++++ INFORMATION ++++

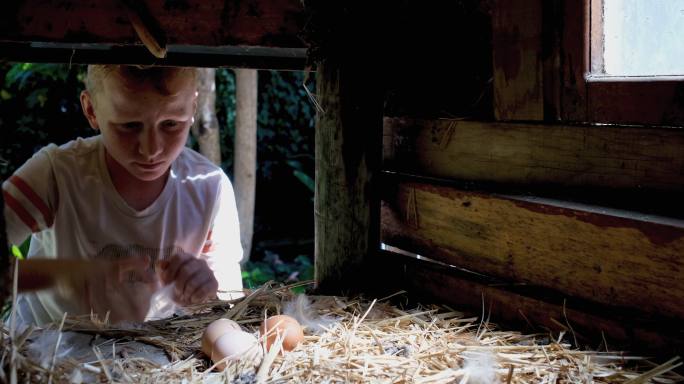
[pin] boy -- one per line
(127, 211)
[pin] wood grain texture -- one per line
(590, 328)
(582, 156)
(189, 22)
(590, 255)
(348, 155)
(517, 41)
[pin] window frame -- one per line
(609, 101)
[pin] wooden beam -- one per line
(266, 23)
(608, 157)
(591, 327)
(590, 254)
(517, 44)
(177, 55)
(348, 155)
(5, 275)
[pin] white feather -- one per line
(300, 308)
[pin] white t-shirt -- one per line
(64, 196)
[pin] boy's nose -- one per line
(150, 144)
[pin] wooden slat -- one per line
(583, 156)
(591, 255)
(517, 42)
(5, 270)
(348, 156)
(224, 56)
(273, 23)
(591, 328)
(614, 102)
(656, 103)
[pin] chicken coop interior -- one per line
(474, 162)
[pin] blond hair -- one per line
(134, 75)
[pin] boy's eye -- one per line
(133, 125)
(170, 124)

++++

● **PROBLEM STATEMENT**: Transcribe every line of the listing above exactly; skip the pictures.

● **EXPECTED ANSWER**:
[pin] boy -- one per line
(127, 211)
[pin] wood grain texture -- one per line
(590, 328)
(582, 156)
(189, 22)
(590, 255)
(348, 155)
(517, 41)
[pin] window frame -- one per line
(609, 101)
[pin] wooden beam -- one per line
(266, 23)
(608, 157)
(591, 327)
(590, 254)
(517, 44)
(177, 55)
(348, 155)
(5, 275)
[pin] white feather -- one per line
(300, 308)
[pin] white t-shirt -- one per line
(64, 196)
[pin] boy's nose -- one per line
(150, 144)
[pin] wooden slat -- one per line
(583, 156)
(591, 255)
(517, 42)
(5, 270)
(348, 156)
(224, 56)
(273, 23)
(591, 328)
(614, 102)
(656, 103)
[pin] chicken coop interior -- one per line
(474, 162)
[pin] blond hair -- one per line
(134, 75)
[pin] boy's eye -- one per line
(133, 125)
(170, 124)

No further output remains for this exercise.